> _Required work_
Locate every line of the listing below that contains the string "seat" and copy each such line. Case counts.

> _Data lines_
# # # # #

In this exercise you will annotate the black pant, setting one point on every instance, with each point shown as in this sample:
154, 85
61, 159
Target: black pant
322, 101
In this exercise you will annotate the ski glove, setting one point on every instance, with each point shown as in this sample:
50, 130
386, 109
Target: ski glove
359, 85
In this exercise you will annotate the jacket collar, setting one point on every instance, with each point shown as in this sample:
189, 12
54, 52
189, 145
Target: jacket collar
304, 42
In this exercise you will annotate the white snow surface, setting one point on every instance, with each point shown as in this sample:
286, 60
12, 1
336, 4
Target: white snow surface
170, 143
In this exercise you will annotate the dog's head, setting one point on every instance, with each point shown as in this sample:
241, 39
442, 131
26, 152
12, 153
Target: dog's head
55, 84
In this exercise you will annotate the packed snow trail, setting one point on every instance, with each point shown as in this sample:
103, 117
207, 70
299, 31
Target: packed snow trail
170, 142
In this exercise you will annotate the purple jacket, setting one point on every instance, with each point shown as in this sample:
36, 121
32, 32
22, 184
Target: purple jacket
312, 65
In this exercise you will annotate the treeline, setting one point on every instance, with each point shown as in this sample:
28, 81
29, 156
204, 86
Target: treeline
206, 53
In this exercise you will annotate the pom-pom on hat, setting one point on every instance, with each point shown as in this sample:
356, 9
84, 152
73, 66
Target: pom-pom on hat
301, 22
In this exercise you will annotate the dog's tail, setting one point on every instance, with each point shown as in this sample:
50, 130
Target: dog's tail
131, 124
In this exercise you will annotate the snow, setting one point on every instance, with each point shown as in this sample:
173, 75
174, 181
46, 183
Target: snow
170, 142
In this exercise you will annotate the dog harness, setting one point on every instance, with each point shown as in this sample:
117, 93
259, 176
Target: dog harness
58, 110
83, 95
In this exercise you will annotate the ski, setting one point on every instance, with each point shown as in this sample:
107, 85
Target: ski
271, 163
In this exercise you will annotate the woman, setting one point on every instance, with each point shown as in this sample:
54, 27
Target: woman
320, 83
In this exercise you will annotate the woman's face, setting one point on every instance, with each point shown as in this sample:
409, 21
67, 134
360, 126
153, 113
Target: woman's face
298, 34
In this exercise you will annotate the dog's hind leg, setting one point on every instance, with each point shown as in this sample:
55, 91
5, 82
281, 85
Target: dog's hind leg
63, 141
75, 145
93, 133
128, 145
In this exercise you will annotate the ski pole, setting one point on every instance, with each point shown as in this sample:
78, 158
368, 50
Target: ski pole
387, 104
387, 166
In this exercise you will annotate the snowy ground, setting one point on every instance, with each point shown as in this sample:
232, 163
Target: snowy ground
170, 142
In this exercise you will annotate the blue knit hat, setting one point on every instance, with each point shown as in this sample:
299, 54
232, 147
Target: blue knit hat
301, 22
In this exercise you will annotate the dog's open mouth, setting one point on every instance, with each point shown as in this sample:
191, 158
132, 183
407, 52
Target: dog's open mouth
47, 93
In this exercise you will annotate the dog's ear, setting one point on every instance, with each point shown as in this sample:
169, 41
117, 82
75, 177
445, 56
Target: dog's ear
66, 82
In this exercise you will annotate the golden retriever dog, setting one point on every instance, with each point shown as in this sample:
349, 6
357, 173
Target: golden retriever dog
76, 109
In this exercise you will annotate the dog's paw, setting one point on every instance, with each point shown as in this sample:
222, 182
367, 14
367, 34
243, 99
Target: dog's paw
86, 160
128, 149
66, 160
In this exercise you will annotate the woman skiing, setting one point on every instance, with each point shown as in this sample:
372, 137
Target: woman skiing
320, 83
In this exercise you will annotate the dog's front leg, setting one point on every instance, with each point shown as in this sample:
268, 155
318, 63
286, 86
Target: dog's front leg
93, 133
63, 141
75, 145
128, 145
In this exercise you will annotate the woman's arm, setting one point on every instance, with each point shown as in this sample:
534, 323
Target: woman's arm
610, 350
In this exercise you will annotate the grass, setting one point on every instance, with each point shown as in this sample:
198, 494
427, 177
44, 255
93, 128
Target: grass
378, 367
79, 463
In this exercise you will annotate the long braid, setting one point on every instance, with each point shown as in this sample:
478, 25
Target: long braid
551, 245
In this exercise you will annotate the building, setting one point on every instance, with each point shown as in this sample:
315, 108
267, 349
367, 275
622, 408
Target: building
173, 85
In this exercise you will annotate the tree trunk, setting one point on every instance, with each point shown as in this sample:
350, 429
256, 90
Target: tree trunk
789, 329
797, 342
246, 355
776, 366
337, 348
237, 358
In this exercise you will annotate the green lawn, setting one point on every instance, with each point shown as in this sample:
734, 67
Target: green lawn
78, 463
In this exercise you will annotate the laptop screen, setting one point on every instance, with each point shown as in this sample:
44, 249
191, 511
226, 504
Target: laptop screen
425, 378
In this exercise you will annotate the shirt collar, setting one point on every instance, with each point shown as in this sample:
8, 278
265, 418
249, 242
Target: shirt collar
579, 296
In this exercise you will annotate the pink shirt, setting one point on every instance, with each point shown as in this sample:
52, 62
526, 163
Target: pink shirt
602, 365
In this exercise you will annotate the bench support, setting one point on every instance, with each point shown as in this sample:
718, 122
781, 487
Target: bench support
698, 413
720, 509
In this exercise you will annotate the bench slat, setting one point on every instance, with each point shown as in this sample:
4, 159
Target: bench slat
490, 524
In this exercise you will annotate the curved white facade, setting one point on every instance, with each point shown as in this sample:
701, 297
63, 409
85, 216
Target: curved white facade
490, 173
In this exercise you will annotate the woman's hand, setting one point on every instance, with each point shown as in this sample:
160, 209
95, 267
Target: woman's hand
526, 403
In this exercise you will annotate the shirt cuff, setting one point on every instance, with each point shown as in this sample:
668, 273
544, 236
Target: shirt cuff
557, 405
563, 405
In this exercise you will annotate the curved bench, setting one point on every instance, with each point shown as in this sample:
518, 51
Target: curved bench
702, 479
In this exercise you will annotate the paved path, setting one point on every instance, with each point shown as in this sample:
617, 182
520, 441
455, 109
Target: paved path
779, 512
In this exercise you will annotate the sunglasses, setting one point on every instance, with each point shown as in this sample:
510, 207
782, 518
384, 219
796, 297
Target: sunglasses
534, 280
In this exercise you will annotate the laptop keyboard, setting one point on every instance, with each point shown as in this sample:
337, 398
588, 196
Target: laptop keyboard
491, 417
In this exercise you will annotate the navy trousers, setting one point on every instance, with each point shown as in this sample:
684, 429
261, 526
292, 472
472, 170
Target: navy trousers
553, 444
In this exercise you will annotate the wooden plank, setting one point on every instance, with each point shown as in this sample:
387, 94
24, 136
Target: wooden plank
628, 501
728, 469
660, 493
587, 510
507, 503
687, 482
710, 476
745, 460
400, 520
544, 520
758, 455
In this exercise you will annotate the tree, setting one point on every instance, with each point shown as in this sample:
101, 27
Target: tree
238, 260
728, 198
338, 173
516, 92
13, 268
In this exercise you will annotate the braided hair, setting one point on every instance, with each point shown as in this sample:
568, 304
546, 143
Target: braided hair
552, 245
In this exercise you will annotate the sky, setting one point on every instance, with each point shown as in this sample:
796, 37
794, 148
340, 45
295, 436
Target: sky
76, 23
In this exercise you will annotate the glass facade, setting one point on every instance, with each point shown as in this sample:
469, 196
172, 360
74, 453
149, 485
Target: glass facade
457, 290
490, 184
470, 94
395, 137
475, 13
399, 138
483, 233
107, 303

# # # # #

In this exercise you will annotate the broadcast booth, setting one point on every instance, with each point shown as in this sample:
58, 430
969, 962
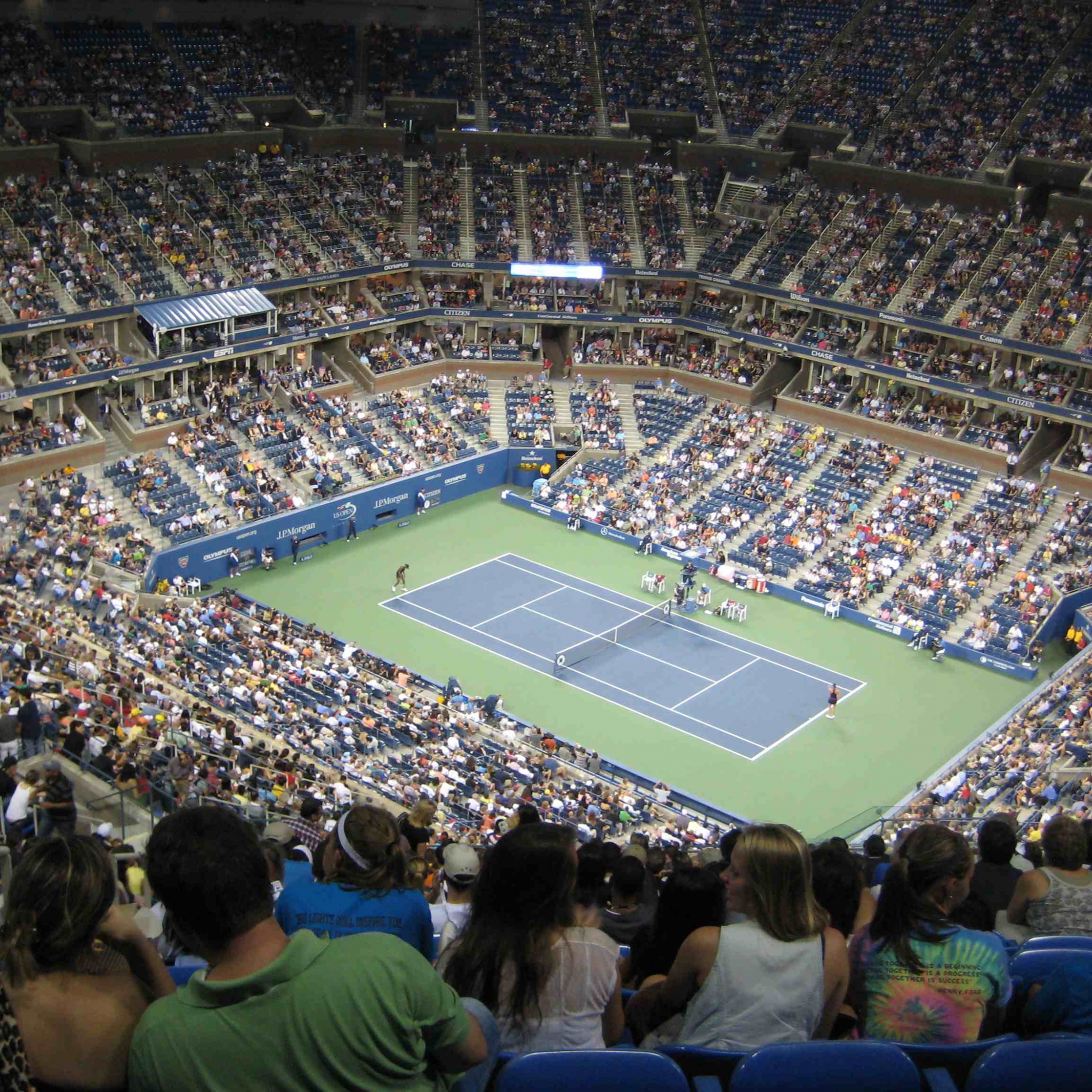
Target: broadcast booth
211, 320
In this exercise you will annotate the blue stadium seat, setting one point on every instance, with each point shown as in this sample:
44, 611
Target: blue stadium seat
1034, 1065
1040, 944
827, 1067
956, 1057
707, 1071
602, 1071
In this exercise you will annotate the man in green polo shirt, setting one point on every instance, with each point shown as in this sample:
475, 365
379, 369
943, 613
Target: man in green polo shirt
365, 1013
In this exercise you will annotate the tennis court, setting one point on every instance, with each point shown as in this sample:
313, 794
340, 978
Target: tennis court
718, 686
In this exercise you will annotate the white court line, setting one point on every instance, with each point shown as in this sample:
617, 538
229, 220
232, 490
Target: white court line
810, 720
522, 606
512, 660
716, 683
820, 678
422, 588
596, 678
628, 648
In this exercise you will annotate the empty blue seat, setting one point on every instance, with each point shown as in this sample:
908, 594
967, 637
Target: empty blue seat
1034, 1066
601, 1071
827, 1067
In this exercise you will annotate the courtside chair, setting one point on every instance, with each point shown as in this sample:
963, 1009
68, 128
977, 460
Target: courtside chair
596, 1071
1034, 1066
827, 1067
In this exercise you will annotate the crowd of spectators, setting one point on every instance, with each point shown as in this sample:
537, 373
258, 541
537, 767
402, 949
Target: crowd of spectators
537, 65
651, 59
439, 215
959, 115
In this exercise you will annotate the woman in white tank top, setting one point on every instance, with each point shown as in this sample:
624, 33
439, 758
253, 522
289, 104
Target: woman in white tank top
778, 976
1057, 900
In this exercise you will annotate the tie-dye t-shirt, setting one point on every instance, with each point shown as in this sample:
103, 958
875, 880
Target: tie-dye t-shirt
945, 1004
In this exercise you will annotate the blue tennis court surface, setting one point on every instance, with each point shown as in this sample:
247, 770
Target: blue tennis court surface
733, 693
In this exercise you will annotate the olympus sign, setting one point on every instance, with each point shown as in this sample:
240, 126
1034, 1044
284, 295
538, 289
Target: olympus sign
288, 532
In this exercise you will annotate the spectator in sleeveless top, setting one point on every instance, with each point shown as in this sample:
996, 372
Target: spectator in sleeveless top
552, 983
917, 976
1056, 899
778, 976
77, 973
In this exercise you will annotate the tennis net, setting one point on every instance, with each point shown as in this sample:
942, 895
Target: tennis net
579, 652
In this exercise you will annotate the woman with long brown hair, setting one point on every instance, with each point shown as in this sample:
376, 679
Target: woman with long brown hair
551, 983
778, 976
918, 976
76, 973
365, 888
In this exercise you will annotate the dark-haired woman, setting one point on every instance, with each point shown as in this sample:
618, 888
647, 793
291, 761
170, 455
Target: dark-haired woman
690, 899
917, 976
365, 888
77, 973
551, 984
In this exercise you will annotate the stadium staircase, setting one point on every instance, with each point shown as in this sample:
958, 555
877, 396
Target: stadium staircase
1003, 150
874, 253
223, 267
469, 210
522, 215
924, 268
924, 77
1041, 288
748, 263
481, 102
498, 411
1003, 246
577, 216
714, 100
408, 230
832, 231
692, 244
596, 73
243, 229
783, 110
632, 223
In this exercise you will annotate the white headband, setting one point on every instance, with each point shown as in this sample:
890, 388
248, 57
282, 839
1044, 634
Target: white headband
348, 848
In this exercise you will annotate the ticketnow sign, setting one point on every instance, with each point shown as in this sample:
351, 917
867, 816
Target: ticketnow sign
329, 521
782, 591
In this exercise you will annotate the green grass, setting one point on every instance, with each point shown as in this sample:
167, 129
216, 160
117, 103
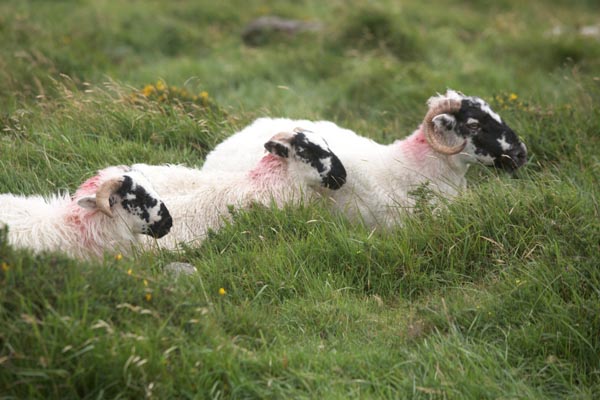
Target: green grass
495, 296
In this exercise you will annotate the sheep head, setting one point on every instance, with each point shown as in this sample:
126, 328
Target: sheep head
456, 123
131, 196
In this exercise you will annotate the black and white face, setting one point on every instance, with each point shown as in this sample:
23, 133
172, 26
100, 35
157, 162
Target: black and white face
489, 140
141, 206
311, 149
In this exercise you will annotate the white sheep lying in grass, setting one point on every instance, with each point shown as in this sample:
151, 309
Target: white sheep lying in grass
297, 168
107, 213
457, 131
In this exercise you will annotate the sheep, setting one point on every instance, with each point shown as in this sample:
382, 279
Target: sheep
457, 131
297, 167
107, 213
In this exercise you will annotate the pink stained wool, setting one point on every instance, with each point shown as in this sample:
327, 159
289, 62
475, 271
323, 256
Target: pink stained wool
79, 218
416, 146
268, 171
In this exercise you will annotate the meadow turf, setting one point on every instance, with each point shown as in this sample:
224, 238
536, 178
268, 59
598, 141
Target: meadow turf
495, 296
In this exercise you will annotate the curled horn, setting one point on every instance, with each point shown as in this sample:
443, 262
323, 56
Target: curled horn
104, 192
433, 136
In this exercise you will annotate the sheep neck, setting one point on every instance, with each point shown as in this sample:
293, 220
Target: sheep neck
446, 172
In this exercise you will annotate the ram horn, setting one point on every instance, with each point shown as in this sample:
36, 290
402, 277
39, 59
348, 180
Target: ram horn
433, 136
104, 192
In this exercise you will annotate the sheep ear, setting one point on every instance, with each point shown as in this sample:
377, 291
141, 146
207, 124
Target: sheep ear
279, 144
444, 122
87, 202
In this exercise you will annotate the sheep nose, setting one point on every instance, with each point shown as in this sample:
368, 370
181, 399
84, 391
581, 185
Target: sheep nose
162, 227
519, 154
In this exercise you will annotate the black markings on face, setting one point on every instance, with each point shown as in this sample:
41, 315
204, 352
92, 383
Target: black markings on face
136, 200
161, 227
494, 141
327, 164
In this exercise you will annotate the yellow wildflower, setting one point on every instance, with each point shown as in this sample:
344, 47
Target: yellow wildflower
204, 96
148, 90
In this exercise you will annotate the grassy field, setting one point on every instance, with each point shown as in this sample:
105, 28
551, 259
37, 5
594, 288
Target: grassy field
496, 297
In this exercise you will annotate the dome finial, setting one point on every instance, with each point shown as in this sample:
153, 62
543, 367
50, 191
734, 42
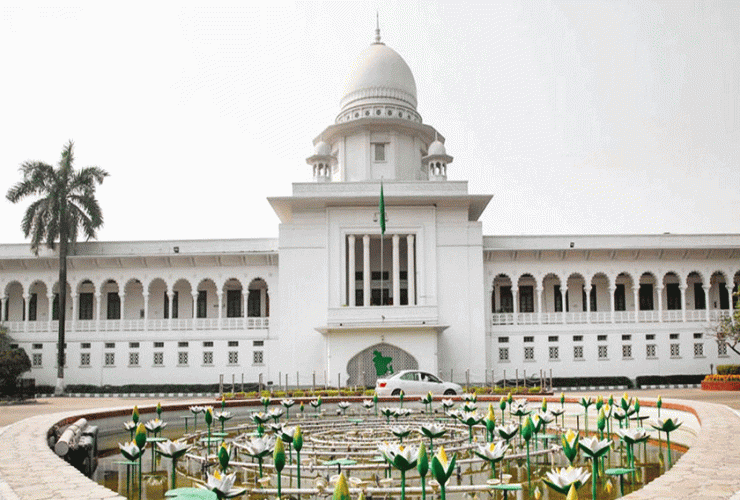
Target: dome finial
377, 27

# # # # #

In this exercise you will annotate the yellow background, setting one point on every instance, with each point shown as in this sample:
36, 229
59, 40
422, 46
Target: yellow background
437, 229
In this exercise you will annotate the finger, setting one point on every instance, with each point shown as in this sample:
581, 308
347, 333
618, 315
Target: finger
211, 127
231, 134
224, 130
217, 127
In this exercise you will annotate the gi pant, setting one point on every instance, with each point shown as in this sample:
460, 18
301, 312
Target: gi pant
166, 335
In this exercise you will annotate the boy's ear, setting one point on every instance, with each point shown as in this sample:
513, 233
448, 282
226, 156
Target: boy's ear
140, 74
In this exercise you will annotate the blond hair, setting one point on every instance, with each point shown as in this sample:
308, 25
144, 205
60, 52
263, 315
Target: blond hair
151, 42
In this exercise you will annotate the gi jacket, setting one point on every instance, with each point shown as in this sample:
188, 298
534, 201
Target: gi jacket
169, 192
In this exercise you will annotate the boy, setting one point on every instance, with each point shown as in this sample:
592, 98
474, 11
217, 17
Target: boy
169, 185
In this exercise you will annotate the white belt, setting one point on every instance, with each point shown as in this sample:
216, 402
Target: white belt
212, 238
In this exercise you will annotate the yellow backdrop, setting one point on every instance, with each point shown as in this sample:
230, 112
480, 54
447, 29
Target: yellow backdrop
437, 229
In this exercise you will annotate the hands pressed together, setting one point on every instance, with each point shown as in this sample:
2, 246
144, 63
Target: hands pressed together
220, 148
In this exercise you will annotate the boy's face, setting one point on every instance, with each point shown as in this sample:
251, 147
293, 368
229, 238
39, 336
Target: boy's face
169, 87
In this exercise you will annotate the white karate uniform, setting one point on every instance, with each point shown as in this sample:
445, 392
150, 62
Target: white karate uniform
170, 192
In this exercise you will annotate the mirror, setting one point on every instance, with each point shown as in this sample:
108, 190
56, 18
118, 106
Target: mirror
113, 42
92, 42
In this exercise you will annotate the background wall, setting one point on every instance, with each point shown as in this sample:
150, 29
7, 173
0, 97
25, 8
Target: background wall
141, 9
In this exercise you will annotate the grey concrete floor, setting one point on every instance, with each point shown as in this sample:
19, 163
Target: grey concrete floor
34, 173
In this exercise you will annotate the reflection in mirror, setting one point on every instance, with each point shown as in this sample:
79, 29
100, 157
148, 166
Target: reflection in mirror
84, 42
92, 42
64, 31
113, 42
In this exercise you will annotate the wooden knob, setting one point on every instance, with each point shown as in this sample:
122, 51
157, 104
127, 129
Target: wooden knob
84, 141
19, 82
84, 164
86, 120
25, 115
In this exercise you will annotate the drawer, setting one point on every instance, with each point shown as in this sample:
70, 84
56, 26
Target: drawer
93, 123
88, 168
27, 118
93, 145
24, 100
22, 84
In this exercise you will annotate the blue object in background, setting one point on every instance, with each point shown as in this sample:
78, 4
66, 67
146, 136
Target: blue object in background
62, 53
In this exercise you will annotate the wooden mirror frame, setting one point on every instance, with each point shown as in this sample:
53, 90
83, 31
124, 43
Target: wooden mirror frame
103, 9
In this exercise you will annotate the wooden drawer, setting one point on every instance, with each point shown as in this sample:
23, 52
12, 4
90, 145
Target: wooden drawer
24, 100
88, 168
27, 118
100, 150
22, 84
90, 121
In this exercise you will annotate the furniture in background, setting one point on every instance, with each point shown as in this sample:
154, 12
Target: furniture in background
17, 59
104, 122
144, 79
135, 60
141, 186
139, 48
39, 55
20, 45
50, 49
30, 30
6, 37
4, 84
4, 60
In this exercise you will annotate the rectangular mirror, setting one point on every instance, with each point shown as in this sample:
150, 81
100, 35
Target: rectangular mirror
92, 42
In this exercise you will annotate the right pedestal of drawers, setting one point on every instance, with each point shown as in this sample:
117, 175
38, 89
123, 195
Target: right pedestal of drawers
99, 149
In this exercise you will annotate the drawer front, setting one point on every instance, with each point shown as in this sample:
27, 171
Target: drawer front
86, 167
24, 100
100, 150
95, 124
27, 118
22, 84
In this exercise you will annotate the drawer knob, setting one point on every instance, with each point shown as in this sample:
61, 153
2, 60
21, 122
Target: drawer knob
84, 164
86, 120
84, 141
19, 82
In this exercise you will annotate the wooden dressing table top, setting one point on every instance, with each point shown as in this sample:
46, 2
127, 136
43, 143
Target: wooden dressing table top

# # # # #

> _Task solution_
In this exercise you will annotate the blue stadium seat, setting one point on every instance, with each point shown as in this sample:
Target: blue stadium seat
In this exercise you will annotate the empty blue seat, setting one point on every instance, with each point shown as in this sample:
Target: empty blue seat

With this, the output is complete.